Find the line containing "Indicate the parked". Reproduce it and every line after it up to the end of the records, exactly as written.

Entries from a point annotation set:
++++++

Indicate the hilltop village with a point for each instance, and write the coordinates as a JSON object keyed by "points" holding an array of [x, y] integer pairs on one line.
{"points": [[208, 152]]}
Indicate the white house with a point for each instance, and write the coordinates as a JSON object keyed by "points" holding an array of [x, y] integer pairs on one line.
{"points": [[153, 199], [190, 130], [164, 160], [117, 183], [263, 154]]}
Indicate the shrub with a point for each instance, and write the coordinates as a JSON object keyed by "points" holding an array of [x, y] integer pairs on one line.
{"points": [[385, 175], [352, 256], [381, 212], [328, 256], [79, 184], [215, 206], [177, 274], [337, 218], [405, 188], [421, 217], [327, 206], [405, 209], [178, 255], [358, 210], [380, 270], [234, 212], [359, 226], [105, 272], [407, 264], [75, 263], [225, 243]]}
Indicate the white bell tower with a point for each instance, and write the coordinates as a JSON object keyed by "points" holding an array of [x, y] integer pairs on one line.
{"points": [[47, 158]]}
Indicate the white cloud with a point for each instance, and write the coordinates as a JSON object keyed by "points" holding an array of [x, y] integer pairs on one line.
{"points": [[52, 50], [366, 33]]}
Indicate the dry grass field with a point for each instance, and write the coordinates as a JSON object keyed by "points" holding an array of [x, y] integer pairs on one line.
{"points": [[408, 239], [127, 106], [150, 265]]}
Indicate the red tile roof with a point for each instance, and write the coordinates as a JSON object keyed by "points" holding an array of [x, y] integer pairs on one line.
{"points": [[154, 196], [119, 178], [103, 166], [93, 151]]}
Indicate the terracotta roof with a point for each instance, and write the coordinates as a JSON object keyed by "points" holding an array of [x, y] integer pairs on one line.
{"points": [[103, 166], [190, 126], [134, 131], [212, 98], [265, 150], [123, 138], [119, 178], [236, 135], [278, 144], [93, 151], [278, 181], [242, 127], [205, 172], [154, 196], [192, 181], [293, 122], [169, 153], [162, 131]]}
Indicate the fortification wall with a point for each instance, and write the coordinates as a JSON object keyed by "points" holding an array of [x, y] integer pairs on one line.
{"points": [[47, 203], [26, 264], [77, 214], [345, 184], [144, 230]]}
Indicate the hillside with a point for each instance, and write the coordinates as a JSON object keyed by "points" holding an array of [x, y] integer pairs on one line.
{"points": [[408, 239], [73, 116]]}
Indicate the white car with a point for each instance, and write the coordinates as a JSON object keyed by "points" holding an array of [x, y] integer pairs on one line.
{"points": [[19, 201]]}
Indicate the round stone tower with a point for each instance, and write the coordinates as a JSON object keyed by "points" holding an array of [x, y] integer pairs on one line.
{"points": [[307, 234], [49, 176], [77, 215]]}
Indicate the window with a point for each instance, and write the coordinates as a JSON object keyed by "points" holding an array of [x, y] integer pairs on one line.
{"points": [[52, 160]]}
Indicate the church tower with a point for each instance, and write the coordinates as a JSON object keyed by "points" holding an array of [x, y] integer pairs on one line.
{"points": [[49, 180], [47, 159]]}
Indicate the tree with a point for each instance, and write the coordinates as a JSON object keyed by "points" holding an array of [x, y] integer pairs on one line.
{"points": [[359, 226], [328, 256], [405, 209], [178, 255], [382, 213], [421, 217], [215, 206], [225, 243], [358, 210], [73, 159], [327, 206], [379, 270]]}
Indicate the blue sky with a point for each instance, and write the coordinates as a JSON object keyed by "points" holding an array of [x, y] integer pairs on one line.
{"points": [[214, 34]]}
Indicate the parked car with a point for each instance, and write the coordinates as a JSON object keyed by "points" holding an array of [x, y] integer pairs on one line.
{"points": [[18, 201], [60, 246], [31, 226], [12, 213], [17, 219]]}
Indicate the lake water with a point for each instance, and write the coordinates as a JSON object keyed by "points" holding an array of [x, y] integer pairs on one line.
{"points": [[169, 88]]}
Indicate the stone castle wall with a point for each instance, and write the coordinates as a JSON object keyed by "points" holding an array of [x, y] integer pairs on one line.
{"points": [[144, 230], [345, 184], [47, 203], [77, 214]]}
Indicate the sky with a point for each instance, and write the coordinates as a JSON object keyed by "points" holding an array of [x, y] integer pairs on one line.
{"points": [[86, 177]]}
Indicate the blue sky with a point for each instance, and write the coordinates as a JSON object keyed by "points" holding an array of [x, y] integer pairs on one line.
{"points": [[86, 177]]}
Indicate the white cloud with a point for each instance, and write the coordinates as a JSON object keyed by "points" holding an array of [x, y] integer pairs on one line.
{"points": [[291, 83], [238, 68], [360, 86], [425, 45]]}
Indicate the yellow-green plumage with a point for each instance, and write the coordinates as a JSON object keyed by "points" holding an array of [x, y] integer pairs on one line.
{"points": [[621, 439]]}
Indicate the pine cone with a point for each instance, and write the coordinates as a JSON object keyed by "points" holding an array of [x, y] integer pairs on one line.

++++++

_Response to the task_:
Indicate the parked car with a point for each instance, and write the coordinates as a JSON object keyed by "points" holding an array of [x, y] integer pairs on one line.
{"points": [[18, 201], [60, 246], [31, 226], [12, 213], [17, 219]]}
Indicate the lake water with a point for each instance, and write the coordinates as a JSON object keyed by "points" holding an array of [x, y] integer pairs on one line.
{"points": [[169, 88]]}
Indicate the stone castle wall with a point for each instance, and write the coordinates as a JSON object keyed by "points" holding an array of [x, y] integer pairs on one line.
{"points": [[144, 230], [345, 184], [47, 203], [77, 214]]}
Indicate the sky with a point for each instance, and write the coordinates as a JSON object keyed by "points" holding an array of [x, y] integer pairs on one line.
{"points": [[86, 177]]}
Indicate the blue sky with a point for each instance, and write the coordinates as a JSON object keyed by "points" holding an array of [x, y] integer pairs on one line.
{"points": [[86, 177]]}
Indicate the white cloud with a point for each instance, and write the coordinates as a JSON object keyed by "points" holding an array of [x, y] integer pairs on one line.
{"points": [[291, 83], [238, 68], [360, 86], [425, 45]]}
Indicate the yellow-green plumage with a point for each instance, and write the coordinates as a JSON object keyed by "points" holding an array of [x, y] integer pairs on one line.
{"points": [[621, 439]]}
Indicate the pine cone with a point for each instance, and write the coordinates as a JSON object keyed by "points" holding an array of [x, y] integer pairs on one line.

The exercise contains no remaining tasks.